### SOURCE TEXT
↓↓↓

Highlights

“Relax your tight end”, Prostate cancer screening isn’t what you think by Novartis

By Amruta Jadhav
On 2 July 2026
Read 6 min read
relax your butt novartis

60% of American men mistakenly believe prostate cancer screening begins with an invasive rectal exam. That single misconception is responsible for millions of eligible men avoiding a test that, when it catches the disease early, carries a greater than 99% five-year survival rate. Novartis and Fallon decided the largest television audience in the world was the right room to correct it.

The Misconception That Drove the Brief

Prostate cancer is the most commonly diagnosed cancer among men in the United States and the second leading cause of cancer-related death. Despite those numbers, an estimated 40.3 million age-eligible American men have never had a PSA blood test. The barrier is not access. For most men, it is a persistent and inaccurate assumption about what screening involves.

The PSA test, the standard first step in prostate cancer screening, is a routine blood draw. A small vial of blood is taken. The PSA protein level is measured. If the result is concerning, further investigation follows. There is no invasive physical exam involved in that first step. The digital rectal exam that men fear is a different procedure, sometimes used as a secondary tool in specific circumstances, not the standard starting point. Six in ten men did not know this.

The campaign’s creative task was therefore not to raise awareness of prostate cancer itself. It was to correct a specific, documentable, and entirely unnecessary piece of misinformation that was preventing men from showing up for a potentially lifesaving test.

The Double Entendre

Fallon’s solution found its entry point in football terminology. A tight end is a standard offensive position in American football. The tight end is also, anatomically, the part of the male body that men associate with the invasive exam they fear. “Relax Your Tight End” is a line that works entirely on both registers simultaneously.

↑↑↑

### PROBLEMS TO WORK ON
a: In the article on the prostate cancer screening campaign, what is the PSA test?
b: Sum up the article on the prostate cancer screening campaign in two sentences.

### RECORD EXTRACTS
↓↓↓

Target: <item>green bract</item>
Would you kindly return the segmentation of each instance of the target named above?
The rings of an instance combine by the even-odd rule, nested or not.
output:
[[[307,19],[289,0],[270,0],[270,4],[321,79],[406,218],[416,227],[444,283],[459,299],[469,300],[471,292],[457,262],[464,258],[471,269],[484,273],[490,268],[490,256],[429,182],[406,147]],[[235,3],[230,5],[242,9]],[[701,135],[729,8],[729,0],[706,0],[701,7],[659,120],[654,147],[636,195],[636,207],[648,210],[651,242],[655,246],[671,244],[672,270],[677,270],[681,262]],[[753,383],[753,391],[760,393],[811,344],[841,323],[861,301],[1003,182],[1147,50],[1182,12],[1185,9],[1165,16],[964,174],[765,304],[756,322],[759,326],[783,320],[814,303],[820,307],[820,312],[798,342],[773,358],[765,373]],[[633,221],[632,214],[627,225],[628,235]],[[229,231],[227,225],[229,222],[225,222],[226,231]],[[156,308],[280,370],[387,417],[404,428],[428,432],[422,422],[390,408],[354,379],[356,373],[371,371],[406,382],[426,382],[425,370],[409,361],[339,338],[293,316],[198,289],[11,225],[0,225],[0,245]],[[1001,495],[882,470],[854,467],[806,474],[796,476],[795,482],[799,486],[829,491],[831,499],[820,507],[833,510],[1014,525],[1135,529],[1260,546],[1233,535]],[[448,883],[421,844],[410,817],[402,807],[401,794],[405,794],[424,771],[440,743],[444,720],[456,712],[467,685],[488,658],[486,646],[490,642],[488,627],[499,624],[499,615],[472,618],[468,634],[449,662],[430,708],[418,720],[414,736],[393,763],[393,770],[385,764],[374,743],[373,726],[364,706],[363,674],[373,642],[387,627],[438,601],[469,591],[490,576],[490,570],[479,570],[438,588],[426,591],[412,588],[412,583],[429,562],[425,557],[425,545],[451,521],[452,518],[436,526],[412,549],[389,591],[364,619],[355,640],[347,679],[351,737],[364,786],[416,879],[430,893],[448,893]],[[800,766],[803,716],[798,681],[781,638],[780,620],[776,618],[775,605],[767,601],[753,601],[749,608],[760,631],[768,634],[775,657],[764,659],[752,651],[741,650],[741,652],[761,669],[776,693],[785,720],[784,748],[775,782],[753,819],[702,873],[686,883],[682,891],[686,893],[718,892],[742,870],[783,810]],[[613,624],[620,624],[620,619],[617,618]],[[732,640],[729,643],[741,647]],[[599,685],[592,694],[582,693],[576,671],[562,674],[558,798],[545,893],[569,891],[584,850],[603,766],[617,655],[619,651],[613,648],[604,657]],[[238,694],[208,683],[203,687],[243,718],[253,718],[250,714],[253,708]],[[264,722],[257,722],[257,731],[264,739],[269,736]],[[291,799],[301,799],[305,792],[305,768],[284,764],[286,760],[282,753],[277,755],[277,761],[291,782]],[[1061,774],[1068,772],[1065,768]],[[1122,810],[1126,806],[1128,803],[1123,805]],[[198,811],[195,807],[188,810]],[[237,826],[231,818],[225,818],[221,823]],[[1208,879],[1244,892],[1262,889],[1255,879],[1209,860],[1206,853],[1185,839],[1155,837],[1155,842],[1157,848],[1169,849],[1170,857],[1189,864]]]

↑↑↑

### RESULTS IN ORDER
a: A routine blood draw, the standard first step in prostate cancer screening.

b: Sixty percent of American men wrongly believe prostate cancer screening begins with an invasive rectal exam, though the standard first step, the PSA test, is a routine blood draw. Novartis and Fallon set out to correct that misconception before the largest television audience in the world with the line "Relax Your Tight End," which refers both to a football position and to the part of the body men associate with the exam they fear.